## What the task asks
Could you copy every one of the records below word for word, leaving out the pictures?

## Source data

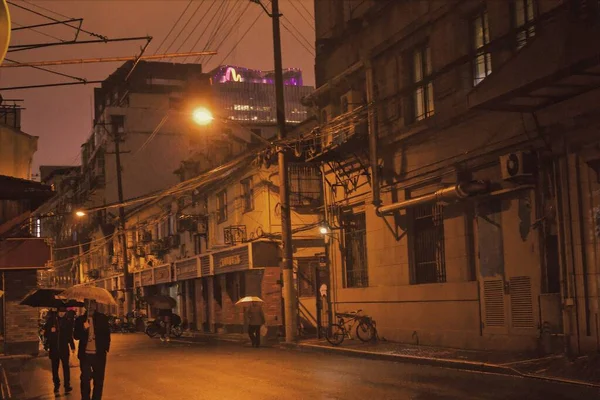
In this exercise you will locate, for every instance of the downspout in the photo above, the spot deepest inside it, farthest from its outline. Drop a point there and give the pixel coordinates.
(449, 194)
(372, 121)
(584, 257)
(572, 241)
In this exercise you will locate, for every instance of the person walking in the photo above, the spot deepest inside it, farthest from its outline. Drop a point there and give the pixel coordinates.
(254, 318)
(58, 332)
(93, 332)
(166, 317)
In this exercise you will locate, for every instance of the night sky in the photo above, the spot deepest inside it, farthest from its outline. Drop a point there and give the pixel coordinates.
(62, 116)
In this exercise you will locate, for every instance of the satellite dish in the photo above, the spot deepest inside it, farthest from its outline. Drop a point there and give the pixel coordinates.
(4, 29)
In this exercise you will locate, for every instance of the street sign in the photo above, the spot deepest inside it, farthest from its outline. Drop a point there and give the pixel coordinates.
(4, 29)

## In response
In this exercise you will locate, for every instance of the downspout in the photo above, the spot deepest inside it, farthest from its outline. Drop a point there and give the pixel coordinates.
(449, 194)
(372, 121)
(584, 257)
(572, 241)
In this exercise you will locate, for every instance of the person walking in the photo above, the spot deepest inside it, farthest from its outline. Drop a point there and give the pixel coordinates.
(254, 318)
(58, 332)
(93, 332)
(166, 317)
In this exercise you will locate, for every instance of the night sky in the photo above, the spot deepest inside it, farthest from its outline. Drop a point there and give the pixel coordinates.
(62, 116)
In this exercise you will locate, for every instance of the satellite dish in the photo above, the spot deepest inside it, farthest from its outline. Drop a point there and give the pixel coordinates.
(4, 29)
In this exercise you will locate, for every instance of the street sign in the photo above, the spot deepest inside it, farthest from its outline. Drop a point there and give the pixel coordinates.
(4, 29)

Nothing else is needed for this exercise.